— start Task input —
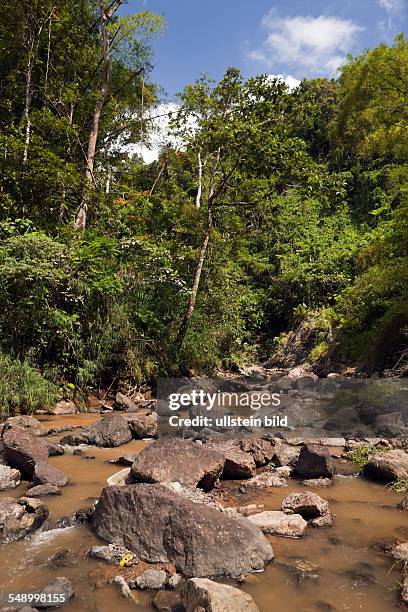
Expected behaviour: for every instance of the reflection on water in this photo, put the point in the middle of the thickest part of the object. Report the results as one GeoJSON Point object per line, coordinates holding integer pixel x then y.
{"type": "Point", "coordinates": [352, 575]}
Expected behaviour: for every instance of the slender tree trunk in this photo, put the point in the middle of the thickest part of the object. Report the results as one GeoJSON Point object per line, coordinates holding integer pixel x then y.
{"type": "Point", "coordinates": [27, 102]}
{"type": "Point", "coordinates": [201, 259]}
{"type": "Point", "coordinates": [200, 180]}
{"type": "Point", "coordinates": [106, 15]}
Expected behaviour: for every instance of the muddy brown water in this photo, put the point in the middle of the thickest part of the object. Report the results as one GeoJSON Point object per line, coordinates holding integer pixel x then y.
{"type": "Point", "coordinates": [352, 575]}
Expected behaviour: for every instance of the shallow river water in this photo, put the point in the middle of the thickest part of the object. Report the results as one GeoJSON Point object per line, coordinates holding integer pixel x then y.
{"type": "Point", "coordinates": [352, 574]}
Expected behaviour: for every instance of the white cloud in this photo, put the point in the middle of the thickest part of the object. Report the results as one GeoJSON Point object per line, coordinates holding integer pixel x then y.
{"type": "Point", "coordinates": [392, 6]}
{"type": "Point", "coordinates": [311, 44]}
{"type": "Point", "coordinates": [290, 81]}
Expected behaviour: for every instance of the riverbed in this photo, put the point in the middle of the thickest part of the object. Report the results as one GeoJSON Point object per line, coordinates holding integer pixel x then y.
{"type": "Point", "coordinates": [350, 573]}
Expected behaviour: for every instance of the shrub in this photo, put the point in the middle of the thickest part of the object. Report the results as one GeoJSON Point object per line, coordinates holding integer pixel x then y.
{"type": "Point", "coordinates": [23, 387]}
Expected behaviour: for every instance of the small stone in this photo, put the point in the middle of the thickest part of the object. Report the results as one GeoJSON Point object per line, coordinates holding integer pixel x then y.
{"type": "Point", "coordinates": [43, 490]}
{"type": "Point", "coordinates": [150, 579]}
{"type": "Point", "coordinates": [60, 588]}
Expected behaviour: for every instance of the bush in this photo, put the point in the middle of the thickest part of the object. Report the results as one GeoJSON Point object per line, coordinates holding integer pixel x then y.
{"type": "Point", "coordinates": [23, 387]}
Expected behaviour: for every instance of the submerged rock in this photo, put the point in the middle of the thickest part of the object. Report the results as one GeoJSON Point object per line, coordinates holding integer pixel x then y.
{"type": "Point", "coordinates": [161, 526]}
{"type": "Point", "coordinates": [314, 462]}
{"type": "Point", "coordinates": [150, 579]}
{"type": "Point", "coordinates": [309, 505]}
{"type": "Point", "coordinates": [204, 594]}
{"type": "Point", "coordinates": [48, 474]}
{"type": "Point", "coordinates": [113, 554]}
{"type": "Point", "coordinates": [20, 517]}
{"type": "Point", "coordinates": [26, 422]}
{"type": "Point", "coordinates": [43, 490]}
{"type": "Point", "coordinates": [9, 478]}
{"type": "Point", "coordinates": [178, 460]}
{"type": "Point", "coordinates": [279, 523]}
{"type": "Point", "coordinates": [57, 594]}
{"type": "Point", "coordinates": [22, 450]}
{"type": "Point", "coordinates": [387, 466]}
{"type": "Point", "coordinates": [111, 431]}
{"type": "Point", "coordinates": [142, 425]}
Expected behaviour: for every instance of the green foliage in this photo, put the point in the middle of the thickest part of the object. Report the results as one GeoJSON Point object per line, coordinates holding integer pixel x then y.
{"type": "Point", "coordinates": [23, 388]}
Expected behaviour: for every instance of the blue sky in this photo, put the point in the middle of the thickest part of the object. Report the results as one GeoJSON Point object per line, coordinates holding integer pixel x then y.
{"type": "Point", "coordinates": [297, 38]}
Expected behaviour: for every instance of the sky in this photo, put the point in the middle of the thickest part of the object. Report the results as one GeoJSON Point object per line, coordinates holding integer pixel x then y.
{"type": "Point", "coordinates": [293, 38]}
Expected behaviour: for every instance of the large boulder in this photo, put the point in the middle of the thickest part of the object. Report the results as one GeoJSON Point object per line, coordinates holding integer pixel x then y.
{"type": "Point", "coordinates": [261, 450]}
{"type": "Point", "coordinates": [25, 422]}
{"type": "Point", "coordinates": [22, 450]}
{"type": "Point", "coordinates": [142, 425]}
{"type": "Point", "coordinates": [48, 474]}
{"type": "Point", "coordinates": [238, 464]}
{"type": "Point", "coordinates": [20, 517]}
{"type": "Point", "coordinates": [111, 431]}
{"type": "Point", "coordinates": [309, 505]}
{"type": "Point", "coordinates": [314, 462]}
{"type": "Point", "coordinates": [64, 407]}
{"type": "Point", "coordinates": [203, 594]}
{"type": "Point", "coordinates": [160, 526]}
{"type": "Point", "coordinates": [178, 460]}
{"type": "Point", "coordinates": [388, 466]}
{"type": "Point", "coordinates": [279, 523]}
{"type": "Point", "coordinates": [9, 478]}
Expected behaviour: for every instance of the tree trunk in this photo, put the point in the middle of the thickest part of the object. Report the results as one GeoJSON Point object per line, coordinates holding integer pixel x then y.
{"type": "Point", "coordinates": [27, 101]}
{"type": "Point", "coordinates": [106, 15]}
{"type": "Point", "coordinates": [201, 259]}
{"type": "Point", "coordinates": [200, 180]}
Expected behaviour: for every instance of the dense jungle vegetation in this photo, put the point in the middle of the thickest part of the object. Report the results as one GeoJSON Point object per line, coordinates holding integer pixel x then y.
{"type": "Point", "coordinates": [277, 233]}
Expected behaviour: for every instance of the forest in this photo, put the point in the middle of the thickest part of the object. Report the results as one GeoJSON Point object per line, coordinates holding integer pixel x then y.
{"type": "Point", "coordinates": [276, 233]}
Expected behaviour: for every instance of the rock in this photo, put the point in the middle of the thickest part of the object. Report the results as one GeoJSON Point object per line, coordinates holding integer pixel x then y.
{"type": "Point", "coordinates": [20, 517]}
{"type": "Point", "coordinates": [128, 459]}
{"type": "Point", "coordinates": [387, 466]}
{"type": "Point", "coordinates": [323, 521]}
{"type": "Point", "coordinates": [265, 480]}
{"type": "Point", "coordinates": [64, 407]}
{"type": "Point", "coordinates": [168, 601]}
{"type": "Point", "coordinates": [160, 526]}
{"type": "Point", "coordinates": [26, 422]}
{"type": "Point", "coordinates": [174, 581]}
{"type": "Point", "coordinates": [124, 587]}
{"type": "Point", "coordinates": [150, 579]}
{"type": "Point", "coordinates": [318, 482]}
{"type": "Point", "coordinates": [215, 597]}
{"type": "Point", "coordinates": [178, 460]}
{"type": "Point", "coordinates": [403, 505]}
{"type": "Point", "coordinates": [44, 473]}
{"type": "Point", "coordinates": [303, 570]}
{"type": "Point", "coordinates": [9, 478]}
{"type": "Point", "coordinates": [284, 454]}
{"type": "Point", "coordinates": [43, 490]}
{"type": "Point", "coordinates": [309, 505]}
{"type": "Point", "coordinates": [113, 554]}
{"type": "Point", "coordinates": [120, 479]}
{"type": "Point", "coordinates": [54, 450]}
{"type": "Point", "coordinates": [78, 518]}
{"type": "Point", "coordinates": [404, 591]}
{"type": "Point", "coordinates": [111, 431]}
{"type": "Point", "coordinates": [314, 462]}
{"type": "Point", "coordinates": [142, 425]}
{"type": "Point", "coordinates": [279, 523]}
{"type": "Point", "coordinates": [123, 402]}
{"type": "Point", "coordinates": [57, 594]}
{"type": "Point", "coordinates": [22, 450]}
{"type": "Point", "coordinates": [261, 450]}
{"type": "Point", "coordinates": [238, 464]}
{"type": "Point", "coordinates": [62, 558]}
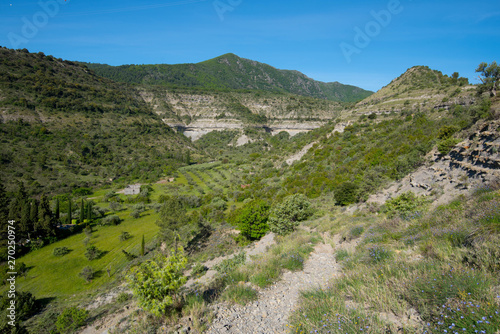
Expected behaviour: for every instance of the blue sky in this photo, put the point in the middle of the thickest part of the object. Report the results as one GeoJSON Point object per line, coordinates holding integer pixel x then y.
{"type": "Point", "coordinates": [327, 40]}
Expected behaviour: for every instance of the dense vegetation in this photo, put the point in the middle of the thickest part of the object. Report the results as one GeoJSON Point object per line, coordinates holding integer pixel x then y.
{"type": "Point", "coordinates": [64, 127]}
{"type": "Point", "coordinates": [65, 163]}
{"type": "Point", "coordinates": [230, 72]}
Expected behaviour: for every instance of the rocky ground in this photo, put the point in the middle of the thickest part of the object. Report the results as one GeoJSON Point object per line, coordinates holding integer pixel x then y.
{"type": "Point", "coordinates": [269, 314]}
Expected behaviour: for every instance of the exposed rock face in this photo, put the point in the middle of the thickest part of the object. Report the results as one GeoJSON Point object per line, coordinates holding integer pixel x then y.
{"type": "Point", "coordinates": [468, 166]}
{"type": "Point", "coordinates": [196, 114]}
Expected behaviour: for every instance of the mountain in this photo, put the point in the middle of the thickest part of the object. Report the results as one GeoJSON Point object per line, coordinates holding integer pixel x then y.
{"type": "Point", "coordinates": [62, 127]}
{"type": "Point", "coordinates": [419, 88]}
{"type": "Point", "coordinates": [231, 72]}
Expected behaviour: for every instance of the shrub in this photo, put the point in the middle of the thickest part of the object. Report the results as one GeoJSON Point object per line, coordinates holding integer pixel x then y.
{"type": "Point", "coordinates": [240, 294]}
{"type": "Point", "coordinates": [93, 253]}
{"type": "Point", "coordinates": [26, 305]}
{"type": "Point", "coordinates": [125, 236]}
{"type": "Point", "coordinates": [61, 251]}
{"type": "Point", "coordinates": [252, 219]}
{"type": "Point", "coordinates": [155, 283]}
{"type": "Point", "coordinates": [135, 214]}
{"type": "Point", "coordinates": [445, 146]}
{"type": "Point", "coordinates": [71, 319]}
{"type": "Point", "coordinates": [219, 204]}
{"type": "Point", "coordinates": [405, 205]}
{"type": "Point", "coordinates": [111, 220]}
{"type": "Point", "coordinates": [198, 270]}
{"type": "Point", "coordinates": [128, 255]}
{"type": "Point", "coordinates": [378, 254]}
{"type": "Point", "coordinates": [123, 297]}
{"type": "Point", "coordinates": [346, 193]}
{"type": "Point", "coordinates": [115, 206]}
{"type": "Point", "coordinates": [87, 273]}
{"type": "Point", "coordinates": [229, 265]}
{"type": "Point", "coordinates": [447, 131]}
{"type": "Point", "coordinates": [287, 215]}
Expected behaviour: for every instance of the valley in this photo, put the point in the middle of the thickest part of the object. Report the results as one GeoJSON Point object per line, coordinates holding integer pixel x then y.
{"type": "Point", "coordinates": [265, 201]}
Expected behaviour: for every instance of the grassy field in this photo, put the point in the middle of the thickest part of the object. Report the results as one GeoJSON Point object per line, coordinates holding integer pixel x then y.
{"type": "Point", "coordinates": [52, 276]}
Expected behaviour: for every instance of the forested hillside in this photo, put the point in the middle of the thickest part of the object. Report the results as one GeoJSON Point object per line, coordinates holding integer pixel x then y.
{"type": "Point", "coordinates": [231, 72]}
{"type": "Point", "coordinates": [63, 127]}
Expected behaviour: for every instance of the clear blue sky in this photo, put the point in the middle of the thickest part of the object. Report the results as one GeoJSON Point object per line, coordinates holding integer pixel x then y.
{"type": "Point", "coordinates": [301, 35]}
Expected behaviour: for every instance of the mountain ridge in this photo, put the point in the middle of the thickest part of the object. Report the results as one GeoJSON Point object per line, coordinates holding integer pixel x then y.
{"type": "Point", "coordinates": [230, 71]}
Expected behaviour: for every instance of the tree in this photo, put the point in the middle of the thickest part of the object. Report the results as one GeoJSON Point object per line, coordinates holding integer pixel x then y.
{"type": "Point", "coordinates": [57, 212]}
{"type": "Point", "coordinates": [155, 283]}
{"type": "Point", "coordinates": [252, 219]}
{"type": "Point", "coordinates": [172, 218]}
{"type": "Point", "coordinates": [69, 211]}
{"type": "Point", "coordinates": [287, 215]}
{"type": "Point", "coordinates": [142, 246]}
{"type": "Point", "coordinates": [346, 193]}
{"type": "Point", "coordinates": [71, 319]}
{"type": "Point", "coordinates": [4, 210]}
{"type": "Point", "coordinates": [82, 211]}
{"type": "Point", "coordinates": [87, 273]}
{"type": "Point", "coordinates": [490, 77]}
{"type": "Point", "coordinates": [89, 211]}
{"type": "Point", "coordinates": [46, 220]}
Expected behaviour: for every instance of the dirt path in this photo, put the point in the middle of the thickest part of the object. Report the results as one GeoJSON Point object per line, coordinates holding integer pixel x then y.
{"type": "Point", "coordinates": [269, 314]}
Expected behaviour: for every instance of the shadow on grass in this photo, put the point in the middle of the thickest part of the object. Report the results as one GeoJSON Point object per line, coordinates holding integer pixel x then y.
{"type": "Point", "coordinates": [44, 302]}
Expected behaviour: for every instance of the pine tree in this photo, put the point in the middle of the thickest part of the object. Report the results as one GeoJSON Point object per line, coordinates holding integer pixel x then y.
{"type": "Point", "coordinates": [142, 246]}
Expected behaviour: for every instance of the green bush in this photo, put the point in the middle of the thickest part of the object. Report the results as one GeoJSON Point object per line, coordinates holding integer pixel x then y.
{"type": "Point", "coordinates": [447, 131]}
{"type": "Point", "coordinates": [61, 251]}
{"type": "Point", "coordinates": [123, 297]}
{"type": "Point", "coordinates": [71, 319]}
{"type": "Point", "coordinates": [445, 146]}
{"type": "Point", "coordinates": [198, 270]}
{"type": "Point", "coordinates": [87, 273]}
{"type": "Point", "coordinates": [405, 205]}
{"type": "Point", "coordinates": [111, 220]}
{"type": "Point", "coordinates": [155, 283]}
{"type": "Point", "coordinates": [287, 215]}
{"type": "Point", "coordinates": [125, 236]}
{"type": "Point", "coordinates": [346, 193]}
{"type": "Point", "coordinates": [93, 253]}
{"type": "Point", "coordinates": [240, 294]}
{"type": "Point", "coordinates": [252, 219]}
{"type": "Point", "coordinates": [229, 265]}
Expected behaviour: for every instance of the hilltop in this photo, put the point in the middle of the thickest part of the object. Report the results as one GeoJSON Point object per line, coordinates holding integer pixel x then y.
{"type": "Point", "coordinates": [63, 127]}
{"type": "Point", "coordinates": [419, 89]}
{"type": "Point", "coordinates": [231, 72]}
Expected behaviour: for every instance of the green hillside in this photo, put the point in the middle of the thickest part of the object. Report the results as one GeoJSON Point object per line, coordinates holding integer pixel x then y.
{"type": "Point", "coordinates": [231, 72]}
{"type": "Point", "coordinates": [63, 127]}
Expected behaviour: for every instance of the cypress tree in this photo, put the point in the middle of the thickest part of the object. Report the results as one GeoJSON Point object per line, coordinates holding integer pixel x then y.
{"type": "Point", "coordinates": [4, 210]}
{"type": "Point", "coordinates": [69, 211]}
{"type": "Point", "coordinates": [46, 218]}
{"type": "Point", "coordinates": [82, 211]}
{"type": "Point", "coordinates": [142, 246]}
{"type": "Point", "coordinates": [34, 214]}
{"type": "Point", "coordinates": [89, 211]}
{"type": "Point", "coordinates": [57, 213]}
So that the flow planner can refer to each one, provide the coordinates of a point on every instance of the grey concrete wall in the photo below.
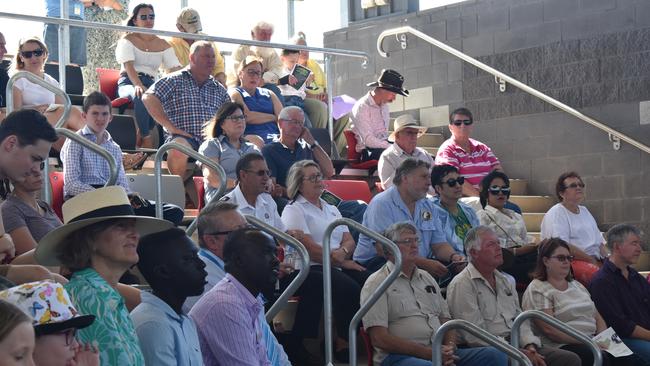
— end Task input —
◆ **Problem to solve**
Count the lines in the data items above that contain the string "hillside", treating uppercase and lowercase as different. Give only the number.

◆ **Finished answer**
2